# INPUT DATA
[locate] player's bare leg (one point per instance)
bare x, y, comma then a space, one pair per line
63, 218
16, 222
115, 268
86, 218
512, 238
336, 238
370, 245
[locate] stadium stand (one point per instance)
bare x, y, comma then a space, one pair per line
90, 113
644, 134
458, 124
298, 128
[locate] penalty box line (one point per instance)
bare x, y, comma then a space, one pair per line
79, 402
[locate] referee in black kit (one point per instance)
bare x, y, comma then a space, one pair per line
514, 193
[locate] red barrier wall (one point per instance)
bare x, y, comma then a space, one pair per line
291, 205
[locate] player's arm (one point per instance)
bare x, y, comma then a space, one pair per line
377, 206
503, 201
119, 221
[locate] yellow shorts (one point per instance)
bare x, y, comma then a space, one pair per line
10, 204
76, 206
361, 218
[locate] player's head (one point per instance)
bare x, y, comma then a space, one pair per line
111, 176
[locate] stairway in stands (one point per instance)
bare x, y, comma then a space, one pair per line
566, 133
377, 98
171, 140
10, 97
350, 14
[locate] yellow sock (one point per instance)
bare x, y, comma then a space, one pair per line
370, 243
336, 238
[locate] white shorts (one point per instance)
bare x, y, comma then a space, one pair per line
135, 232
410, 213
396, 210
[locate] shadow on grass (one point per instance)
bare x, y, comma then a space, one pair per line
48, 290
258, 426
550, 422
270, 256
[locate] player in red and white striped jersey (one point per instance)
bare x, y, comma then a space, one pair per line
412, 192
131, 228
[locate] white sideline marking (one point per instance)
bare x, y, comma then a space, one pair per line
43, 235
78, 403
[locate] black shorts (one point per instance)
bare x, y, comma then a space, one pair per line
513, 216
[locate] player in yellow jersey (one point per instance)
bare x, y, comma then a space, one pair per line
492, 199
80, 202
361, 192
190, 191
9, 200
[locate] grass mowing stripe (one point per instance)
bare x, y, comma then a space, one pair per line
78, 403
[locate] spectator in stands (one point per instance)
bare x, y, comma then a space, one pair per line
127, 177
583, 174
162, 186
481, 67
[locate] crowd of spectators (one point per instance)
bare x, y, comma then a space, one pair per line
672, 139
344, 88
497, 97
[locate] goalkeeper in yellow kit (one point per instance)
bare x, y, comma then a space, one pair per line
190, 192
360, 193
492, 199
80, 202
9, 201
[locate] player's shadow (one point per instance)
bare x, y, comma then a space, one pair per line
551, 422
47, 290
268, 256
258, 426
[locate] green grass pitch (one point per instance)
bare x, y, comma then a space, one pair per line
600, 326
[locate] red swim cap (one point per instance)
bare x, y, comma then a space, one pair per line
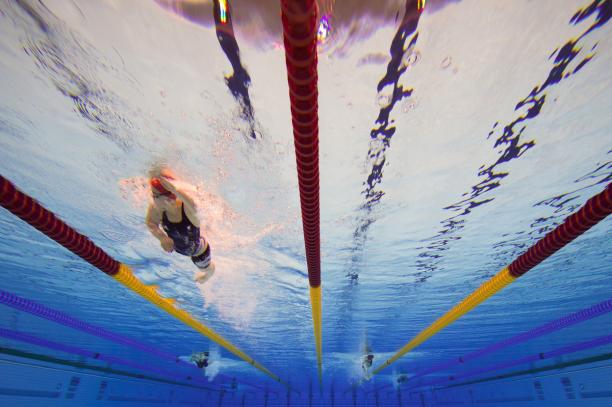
156, 185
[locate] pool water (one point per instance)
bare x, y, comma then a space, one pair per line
451, 140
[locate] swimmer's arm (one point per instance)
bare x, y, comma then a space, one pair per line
203, 275
153, 221
190, 205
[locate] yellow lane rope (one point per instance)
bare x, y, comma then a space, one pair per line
315, 301
487, 289
126, 277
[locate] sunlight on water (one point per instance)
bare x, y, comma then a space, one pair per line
452, 138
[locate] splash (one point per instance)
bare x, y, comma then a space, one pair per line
232, 289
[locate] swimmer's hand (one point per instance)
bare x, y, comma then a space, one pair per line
202, 276
167, 244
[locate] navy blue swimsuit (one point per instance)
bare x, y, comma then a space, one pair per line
186, 238
184, 234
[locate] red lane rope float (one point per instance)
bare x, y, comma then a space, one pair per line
592, 212
300, 25
595, 209
46, 222
40, 218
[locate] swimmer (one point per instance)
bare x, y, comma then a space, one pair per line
200, 359
402, 378
367, 362
172, 218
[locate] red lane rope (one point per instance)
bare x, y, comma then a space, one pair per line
594, 210
46, 222
300, 37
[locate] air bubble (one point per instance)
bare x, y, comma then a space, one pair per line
446, 62
409, 105
411, 57
383, 100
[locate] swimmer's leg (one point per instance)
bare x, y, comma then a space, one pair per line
205, 264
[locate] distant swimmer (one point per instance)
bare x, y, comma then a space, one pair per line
402, 378
172, 218
367, 363
201, 359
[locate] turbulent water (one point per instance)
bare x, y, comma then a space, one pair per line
450, 141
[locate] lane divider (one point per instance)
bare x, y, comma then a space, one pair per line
575, 347
34, 308
46, 222
593, 211
586, 314
33, 340
300, 25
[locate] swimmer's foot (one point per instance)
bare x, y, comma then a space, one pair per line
202, 276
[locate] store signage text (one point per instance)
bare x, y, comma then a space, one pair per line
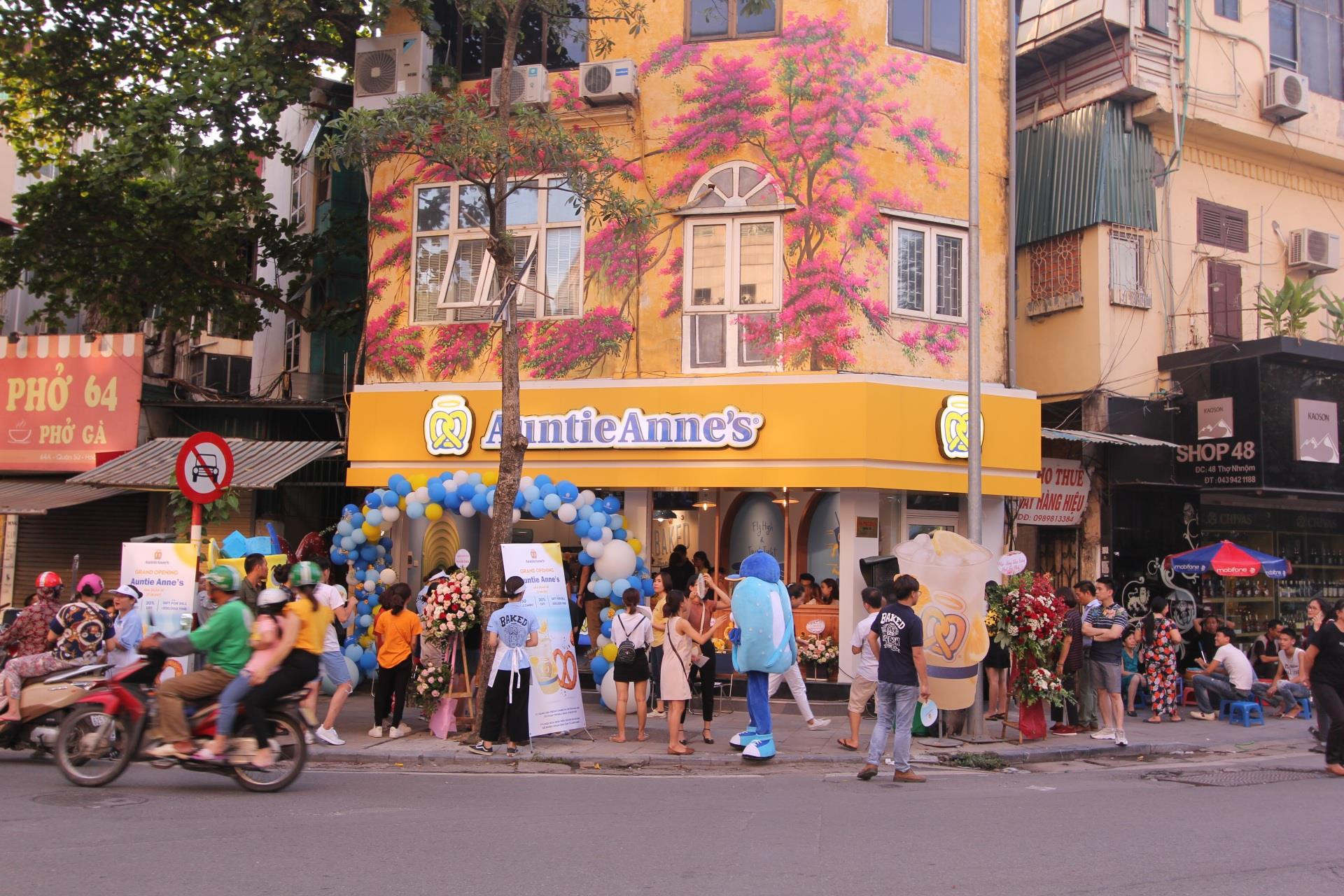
634, 429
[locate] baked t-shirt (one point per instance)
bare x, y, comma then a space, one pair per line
867, 666
1112, 617
1328, 668
899, 631
1237, 666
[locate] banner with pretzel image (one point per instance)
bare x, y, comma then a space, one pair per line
555, 701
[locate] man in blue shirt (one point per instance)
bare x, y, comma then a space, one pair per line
897, 638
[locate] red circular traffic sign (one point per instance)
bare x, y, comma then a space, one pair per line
204, 468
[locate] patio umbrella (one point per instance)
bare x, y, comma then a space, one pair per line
1230, 559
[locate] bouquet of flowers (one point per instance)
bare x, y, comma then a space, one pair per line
1038, 685
818, 649
1027, 618
452, 606
430, 687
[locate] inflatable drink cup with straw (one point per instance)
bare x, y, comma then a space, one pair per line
952, 574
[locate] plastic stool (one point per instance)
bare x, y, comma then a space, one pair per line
1246, 713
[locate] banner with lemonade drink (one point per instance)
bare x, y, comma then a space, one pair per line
555, 703
952, 574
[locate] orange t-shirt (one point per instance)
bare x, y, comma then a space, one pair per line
396, 636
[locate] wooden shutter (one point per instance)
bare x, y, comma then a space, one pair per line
1225, 302
1222, 226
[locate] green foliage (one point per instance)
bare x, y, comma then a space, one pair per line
1288, 308
217, 511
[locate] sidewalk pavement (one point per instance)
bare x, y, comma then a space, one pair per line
796, 742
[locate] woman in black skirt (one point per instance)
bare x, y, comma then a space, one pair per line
996, 675
631, 626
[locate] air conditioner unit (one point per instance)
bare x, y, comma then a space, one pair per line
1285, 96
391, 66
609, 83
528, 85
1313, 250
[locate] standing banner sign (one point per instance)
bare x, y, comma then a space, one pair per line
555, 703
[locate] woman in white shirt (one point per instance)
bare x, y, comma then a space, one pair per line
634, 626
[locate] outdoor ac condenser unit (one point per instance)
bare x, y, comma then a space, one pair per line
1285, 96
608, 83
528, 86
391, 66
1316, 251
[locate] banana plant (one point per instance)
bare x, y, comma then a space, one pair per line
1335, 320
1288, 308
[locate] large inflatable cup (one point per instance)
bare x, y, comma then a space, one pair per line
952, 574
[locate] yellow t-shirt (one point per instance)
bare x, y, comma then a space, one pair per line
314, 624
396, 636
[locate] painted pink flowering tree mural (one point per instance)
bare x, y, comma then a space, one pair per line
808, 105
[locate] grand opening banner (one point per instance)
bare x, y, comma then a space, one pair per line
67, 399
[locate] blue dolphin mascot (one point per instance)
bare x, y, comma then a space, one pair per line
762, 644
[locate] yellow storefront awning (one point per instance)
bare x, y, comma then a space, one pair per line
827, 430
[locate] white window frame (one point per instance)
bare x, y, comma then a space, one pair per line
733, 307
930, 276
536, 235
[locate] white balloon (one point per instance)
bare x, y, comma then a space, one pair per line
608, 690
616, 562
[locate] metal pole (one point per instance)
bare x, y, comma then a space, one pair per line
974, 726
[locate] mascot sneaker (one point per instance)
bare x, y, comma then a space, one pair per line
760, 748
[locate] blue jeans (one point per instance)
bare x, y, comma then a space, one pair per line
229, 697
895, 713
1288, 694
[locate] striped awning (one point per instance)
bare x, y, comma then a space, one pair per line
257, 465
1102, 438
38, 495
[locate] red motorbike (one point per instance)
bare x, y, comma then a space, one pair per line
105, 732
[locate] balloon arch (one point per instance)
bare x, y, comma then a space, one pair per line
362, 542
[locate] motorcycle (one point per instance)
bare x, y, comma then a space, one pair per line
43, 704
105, 732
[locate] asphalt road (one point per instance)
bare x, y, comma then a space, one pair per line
1054, 830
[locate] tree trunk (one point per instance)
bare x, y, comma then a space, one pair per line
512, 444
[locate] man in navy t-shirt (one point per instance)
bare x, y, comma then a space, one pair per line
897, 637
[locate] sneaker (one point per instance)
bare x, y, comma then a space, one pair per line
330, 736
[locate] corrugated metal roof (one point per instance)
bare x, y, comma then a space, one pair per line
1082, 169
257, 465
1102, 438
39, 496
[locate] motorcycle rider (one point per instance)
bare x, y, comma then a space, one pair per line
223, 640
77, 638
30, 630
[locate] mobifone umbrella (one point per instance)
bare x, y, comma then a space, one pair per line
1230, 559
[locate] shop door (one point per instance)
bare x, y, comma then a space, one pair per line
1058, 552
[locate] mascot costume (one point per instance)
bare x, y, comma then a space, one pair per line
762, 644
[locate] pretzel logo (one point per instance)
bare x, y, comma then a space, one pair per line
568, 666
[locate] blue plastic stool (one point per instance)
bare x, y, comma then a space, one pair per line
1246, 713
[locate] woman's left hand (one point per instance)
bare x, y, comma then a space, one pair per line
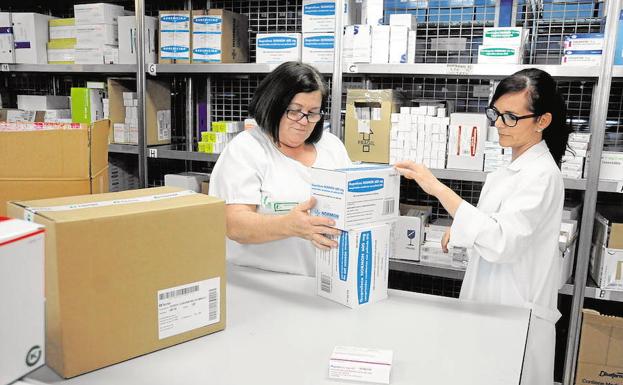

# THE REQUEST
Please count the lines in the records above that contain the word "yellow" and give only that number.

# RESULT OF THE EXERCISE
7